SET PROBLEM A
Check each statement against the profile of cyclist Hugh Carthy below and answer yes or no, quoting the words of the profile that decide it: (i) Carthy has posted 20 pictures on his Instagram. (ii) Carthy has a Twitter account. (iii) Matt Rabin is EF's British chiropractor.
SET PROBLEM B
According to the profile of cyclist Hugh Carthy below, what is Charly Wegelius's role?
SET PROBLEM C
Carry on the profile of cyclist Hugh Carthy below, starting after its last sentence.

QUOTED PASSAGE
He's only posted 20 pictures on his Instagram and doesn't have a Twitter account. While other British riders endlessly share every detail of their lives with their thousands of followers, Carthy seems to keep himself to himself. It's clear that to find out who he is, we're going to have to do more than simply ask him.
"I’d say that’s pretty accurate," says Charly Wegelius, Carthy's sports director at EF Pro Cycling, of whether his rider prefers to let his legs speak for him most of the time. "I think he likes to do things his own way. He’s not very interested in what the outside world is saying, but privately he’s got a pretty good sense of humour."
A sense of humour he's unwilling to share with the outside world, in this economy?!
The two main recipients of Carthy's laughs, at least during the Tour, are said to be team-mate Tejay van Garderen and EF's British chiropractor Matt Rabin.
Come on then, what exactly does the Hugh Carthy comedy special entail?
"Being a Brit, and him being the only British rider on this team, we naturally gravitate towards each other because we share that sense of humour," Rabin says. "But his ability to transcend that sense of humour amongst some of the other riders has been quite interesting and entertaining.
"He’s got a particularly nice relationship with Tejay, they have a really good bond because Tejay gets on at him for his Britishness, and he gets on at Tejay for his Americanisms."

GIVEN MATERIAL
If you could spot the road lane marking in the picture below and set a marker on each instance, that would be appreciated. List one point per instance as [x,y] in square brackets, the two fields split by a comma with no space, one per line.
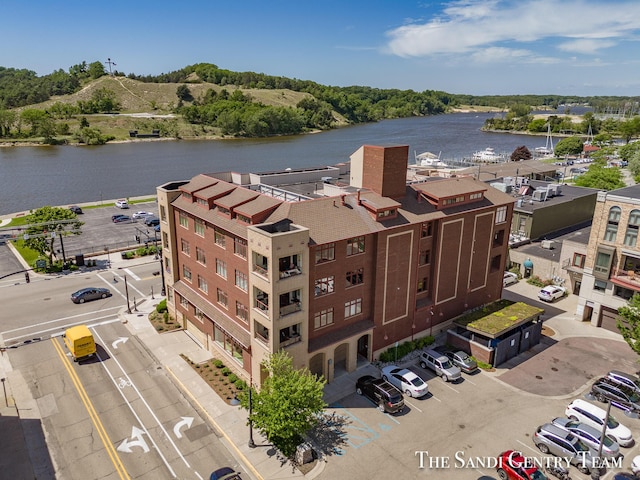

FINAL ANSWER A
(i) Yes: "He's only posted 20 pictures on his Instagram"
(ii) No: "doesn't have a Twitter account"
(iii) Yes: "EF's British chiropractor Matt Rabin"

FINAL ANSWER B
He is Carthy's sports director at EF Pro Cycling.

FINAL ANSWER C
"Pronunciation, spelling, stuff like that," Van Garderen says of the Anglo-American relations on the tie-dye team. "Sometimes I have to remind him that we won the war, and that he should stay in his lane, that we run things now and he's just gonna have to get used to it.
"All joking aside, he's a great guy. I love hanging out with him. He definitely is a stereotypical Brit. When I ask him 'what kind of food do you like?' He says steak and kidney pie and I'm like, great, let me come over and try some of that.
"He has that sense of humour that really pushes your buttons, I cannot stay around him without just cracking up laughing all the time. Sometimes he's very dry and he always likes to be the contrarian. If everyone says 'this is great' he'll be the first to say 'nah it's s**t'.
"If everyone's talking about what their least favourite day in this Tour was, which was of course stage one with all those crashes, he'll be the first to be like 'that was all right, wasn't it?' He likes to go against the grain. You've just got to laugh at stuff like that but it definitely boosts morale to have him around."
From Peter Kay to Plato, Rabin adds that when Carthy isn't joking around he's contemplative.
"I think he’s very introspective, he’s a deep thinker. He’s quite emotive as well, in a range of what that can manifest itself as," Rabin shares.
"I’ve spent a lot of time with Hugh during this Tour and very rarely do we talk about cycling. It's nice that he has a lot of interests in other sports as well."
What other interests?
"He loves what I would consider pub sports. He loves his darts, snooker, boxing, and I think it was at the Dauphiné he’d go back to his room and be sending me messages like ‘ah Matt, you've got to tune into BBC2 right now’ because he’d be watching hours of the snooker.
"There aren’t so many Brits in their mid-twenties who are bang into the snooker and literally staying up to watch the final frames of the semi-finals and messaging me saying I’ve got to tune in.
"He has a nice, broad interest in things other than cycling. It can get a bit much if you don’t put the bike away, you know what I mean?"
Between Wegelius, Rabin and Van Garderen, the same phrases keep cropping up during this indirect interrogation of Carthy's character.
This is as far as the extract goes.